**Short task**. Locate the line that contains "Could you please indicate the utility". Print it and every subsequent line through the final line of the records, exactly and only those.

[Collection entries]

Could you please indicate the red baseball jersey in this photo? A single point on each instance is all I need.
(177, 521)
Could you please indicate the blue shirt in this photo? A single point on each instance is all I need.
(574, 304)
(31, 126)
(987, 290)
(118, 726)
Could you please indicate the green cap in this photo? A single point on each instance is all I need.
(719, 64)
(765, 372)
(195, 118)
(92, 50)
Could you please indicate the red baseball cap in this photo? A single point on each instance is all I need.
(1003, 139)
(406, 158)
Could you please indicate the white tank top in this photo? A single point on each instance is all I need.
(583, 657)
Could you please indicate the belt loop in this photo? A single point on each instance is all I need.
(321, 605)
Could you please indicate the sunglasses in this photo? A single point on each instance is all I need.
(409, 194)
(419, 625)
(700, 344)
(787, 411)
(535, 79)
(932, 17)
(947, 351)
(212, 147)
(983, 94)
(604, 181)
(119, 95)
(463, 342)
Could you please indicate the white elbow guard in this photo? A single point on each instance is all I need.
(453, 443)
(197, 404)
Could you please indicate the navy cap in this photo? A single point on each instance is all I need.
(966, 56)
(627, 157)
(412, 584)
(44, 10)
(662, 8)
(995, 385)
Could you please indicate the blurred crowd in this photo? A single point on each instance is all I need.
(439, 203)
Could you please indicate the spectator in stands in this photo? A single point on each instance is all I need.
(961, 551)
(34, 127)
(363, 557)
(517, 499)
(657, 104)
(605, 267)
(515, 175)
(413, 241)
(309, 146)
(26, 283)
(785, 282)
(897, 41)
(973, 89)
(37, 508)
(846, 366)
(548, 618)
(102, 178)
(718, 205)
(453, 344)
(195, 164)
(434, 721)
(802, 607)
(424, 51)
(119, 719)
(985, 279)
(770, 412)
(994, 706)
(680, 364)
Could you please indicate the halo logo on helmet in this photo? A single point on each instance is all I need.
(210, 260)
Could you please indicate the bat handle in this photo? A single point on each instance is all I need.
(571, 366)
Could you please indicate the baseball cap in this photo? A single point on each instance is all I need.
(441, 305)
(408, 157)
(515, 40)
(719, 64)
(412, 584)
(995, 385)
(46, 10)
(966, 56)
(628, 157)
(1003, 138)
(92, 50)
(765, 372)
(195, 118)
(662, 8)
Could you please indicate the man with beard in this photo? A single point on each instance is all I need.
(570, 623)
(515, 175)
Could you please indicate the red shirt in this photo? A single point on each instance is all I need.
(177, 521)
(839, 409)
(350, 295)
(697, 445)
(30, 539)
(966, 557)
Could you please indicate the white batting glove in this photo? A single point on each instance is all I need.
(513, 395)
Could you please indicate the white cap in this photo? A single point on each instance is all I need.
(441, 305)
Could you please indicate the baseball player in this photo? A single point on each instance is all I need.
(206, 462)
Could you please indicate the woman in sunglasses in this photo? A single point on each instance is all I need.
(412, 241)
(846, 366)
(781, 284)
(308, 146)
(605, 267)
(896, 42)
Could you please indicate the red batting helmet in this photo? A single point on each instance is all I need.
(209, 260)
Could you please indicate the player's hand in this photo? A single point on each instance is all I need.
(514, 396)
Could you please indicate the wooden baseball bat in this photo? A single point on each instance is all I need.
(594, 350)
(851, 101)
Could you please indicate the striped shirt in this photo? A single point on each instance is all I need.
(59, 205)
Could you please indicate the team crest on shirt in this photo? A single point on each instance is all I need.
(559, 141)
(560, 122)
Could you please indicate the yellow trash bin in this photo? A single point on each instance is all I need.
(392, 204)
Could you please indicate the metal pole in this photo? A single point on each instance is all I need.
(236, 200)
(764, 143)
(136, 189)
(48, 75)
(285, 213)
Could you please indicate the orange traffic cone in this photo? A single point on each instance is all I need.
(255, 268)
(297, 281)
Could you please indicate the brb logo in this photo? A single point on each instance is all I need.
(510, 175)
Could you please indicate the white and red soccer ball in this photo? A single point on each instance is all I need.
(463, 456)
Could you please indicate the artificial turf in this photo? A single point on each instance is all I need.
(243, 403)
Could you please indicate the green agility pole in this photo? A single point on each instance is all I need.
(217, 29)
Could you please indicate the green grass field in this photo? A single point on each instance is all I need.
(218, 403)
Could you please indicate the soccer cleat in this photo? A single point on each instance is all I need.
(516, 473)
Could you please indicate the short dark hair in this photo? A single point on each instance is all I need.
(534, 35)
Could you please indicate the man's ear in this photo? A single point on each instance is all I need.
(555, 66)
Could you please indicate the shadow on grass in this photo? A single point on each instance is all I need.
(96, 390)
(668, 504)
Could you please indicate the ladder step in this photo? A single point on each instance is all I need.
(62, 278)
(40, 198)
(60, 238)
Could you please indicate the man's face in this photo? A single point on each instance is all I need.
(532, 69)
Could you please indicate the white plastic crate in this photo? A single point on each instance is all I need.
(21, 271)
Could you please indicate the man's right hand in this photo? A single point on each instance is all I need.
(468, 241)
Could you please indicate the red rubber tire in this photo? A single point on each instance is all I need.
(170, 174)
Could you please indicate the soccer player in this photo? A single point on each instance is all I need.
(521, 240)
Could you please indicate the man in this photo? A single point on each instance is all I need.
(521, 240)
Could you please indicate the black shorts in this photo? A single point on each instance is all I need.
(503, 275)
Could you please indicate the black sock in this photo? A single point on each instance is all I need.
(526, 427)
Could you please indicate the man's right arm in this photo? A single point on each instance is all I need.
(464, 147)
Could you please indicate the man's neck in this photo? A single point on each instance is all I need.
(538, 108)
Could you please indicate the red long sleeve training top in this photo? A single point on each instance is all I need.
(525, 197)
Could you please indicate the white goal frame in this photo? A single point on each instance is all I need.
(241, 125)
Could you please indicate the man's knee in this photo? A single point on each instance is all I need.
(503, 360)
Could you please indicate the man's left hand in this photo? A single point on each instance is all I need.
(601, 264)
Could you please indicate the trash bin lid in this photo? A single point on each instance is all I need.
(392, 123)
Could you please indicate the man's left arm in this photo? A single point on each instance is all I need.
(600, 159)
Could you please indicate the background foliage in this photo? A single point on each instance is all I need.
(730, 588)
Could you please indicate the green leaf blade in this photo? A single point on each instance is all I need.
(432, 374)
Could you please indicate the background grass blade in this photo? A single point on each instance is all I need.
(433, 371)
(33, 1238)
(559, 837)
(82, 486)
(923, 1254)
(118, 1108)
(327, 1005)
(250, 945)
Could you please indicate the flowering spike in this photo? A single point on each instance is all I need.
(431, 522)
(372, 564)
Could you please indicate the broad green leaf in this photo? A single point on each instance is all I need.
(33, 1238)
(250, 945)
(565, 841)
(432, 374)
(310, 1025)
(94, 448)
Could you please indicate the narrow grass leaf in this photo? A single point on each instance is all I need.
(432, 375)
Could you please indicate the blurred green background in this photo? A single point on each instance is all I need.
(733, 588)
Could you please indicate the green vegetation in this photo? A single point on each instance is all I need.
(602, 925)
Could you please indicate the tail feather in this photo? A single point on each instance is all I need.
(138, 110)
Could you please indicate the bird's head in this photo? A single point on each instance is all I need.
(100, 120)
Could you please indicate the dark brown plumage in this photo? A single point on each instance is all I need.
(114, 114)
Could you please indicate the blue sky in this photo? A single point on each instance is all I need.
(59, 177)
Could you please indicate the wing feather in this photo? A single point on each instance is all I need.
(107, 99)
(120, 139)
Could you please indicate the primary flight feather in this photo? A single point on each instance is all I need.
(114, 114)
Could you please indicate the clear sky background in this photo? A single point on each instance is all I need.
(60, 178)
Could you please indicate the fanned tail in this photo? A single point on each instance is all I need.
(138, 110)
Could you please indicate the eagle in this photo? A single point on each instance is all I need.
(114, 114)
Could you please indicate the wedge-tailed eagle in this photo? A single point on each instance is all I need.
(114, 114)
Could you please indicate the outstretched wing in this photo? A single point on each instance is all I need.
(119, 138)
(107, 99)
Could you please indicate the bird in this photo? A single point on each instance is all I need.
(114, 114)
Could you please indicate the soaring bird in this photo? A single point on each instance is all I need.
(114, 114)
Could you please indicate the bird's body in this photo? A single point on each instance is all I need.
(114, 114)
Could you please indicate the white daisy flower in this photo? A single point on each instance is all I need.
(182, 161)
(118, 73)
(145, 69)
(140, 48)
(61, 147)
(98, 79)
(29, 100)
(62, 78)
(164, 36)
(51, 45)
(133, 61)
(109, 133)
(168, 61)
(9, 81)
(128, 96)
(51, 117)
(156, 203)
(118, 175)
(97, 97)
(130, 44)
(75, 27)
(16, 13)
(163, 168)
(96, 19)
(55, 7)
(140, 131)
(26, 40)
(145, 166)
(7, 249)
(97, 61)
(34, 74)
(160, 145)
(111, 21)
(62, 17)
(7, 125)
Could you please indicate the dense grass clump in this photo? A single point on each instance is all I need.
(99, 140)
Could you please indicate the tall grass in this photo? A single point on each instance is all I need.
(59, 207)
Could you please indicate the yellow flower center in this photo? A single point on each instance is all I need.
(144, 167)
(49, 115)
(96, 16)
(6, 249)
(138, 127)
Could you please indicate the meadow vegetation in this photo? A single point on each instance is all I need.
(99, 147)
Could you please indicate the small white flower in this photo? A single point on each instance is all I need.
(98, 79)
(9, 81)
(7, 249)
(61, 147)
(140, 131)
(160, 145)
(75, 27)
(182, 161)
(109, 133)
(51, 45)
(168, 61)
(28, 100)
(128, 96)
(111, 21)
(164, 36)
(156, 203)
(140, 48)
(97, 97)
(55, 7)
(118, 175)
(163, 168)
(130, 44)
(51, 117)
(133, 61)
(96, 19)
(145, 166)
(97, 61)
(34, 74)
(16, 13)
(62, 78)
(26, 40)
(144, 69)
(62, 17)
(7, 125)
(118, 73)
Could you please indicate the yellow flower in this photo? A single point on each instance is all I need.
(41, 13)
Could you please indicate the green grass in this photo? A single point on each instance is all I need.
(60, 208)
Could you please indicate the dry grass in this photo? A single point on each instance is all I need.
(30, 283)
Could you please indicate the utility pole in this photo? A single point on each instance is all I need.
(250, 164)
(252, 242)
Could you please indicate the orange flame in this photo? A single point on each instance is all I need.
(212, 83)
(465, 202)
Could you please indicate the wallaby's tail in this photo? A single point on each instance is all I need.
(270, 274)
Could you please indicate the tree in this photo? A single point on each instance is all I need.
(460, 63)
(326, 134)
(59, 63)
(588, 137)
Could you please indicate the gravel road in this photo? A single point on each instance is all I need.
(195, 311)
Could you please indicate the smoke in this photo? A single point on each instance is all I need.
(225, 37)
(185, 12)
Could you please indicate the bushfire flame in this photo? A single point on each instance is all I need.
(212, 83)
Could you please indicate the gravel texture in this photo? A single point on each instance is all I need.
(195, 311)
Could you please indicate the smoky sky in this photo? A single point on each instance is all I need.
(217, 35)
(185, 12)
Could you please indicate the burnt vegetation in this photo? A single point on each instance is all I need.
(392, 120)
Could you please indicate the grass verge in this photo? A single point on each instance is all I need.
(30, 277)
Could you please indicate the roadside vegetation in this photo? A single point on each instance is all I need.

**Written response**.
Could you please indicate the utility pole in this photo? A single point on each instance is all I need.
(250, 164)
(252, 242)
Could you please indicate the orange flame in this photo? A single point on each instance is all I need.
(212, 83)
(465, 202)
Could you please indicate the wallaby's tail in this photo? A single point on each instance is all I need.
(270, 274)
Could you please indicate the tree in this photo? A single point on each instance is all I need.
(460, 63)
(326, 134)
(59, 63)
(588, 137)
Could you please indicate the gravel road in this photo? A single point on each instance is all I need.
(195, 311)
Could you please indicate the smoke in this photo? A single point on each instance is all I need.
(225, 37)
(185, 12)
Could you please indicate the bushfire flame in this photo? A single point on each instance is all I need.
(212, 83)
Could you please indicate the gravel texture in this photo? A single point on each instance is all I need.
(195, 311)
Could you please indicate the smoky sky in this photo? A single point on each instance is all I need.
(217, 35)
(185, 12)
Could you please indicate the burnt vegetation in this photo? A single point on each instance is all I need.
(392, 120)
Could you please indicate the grass verge in this photo? A single point on each instance is all I need.
(30, 277)
Could you please indicate the roadside vegetation in this photo? A single point on each instance is all I need.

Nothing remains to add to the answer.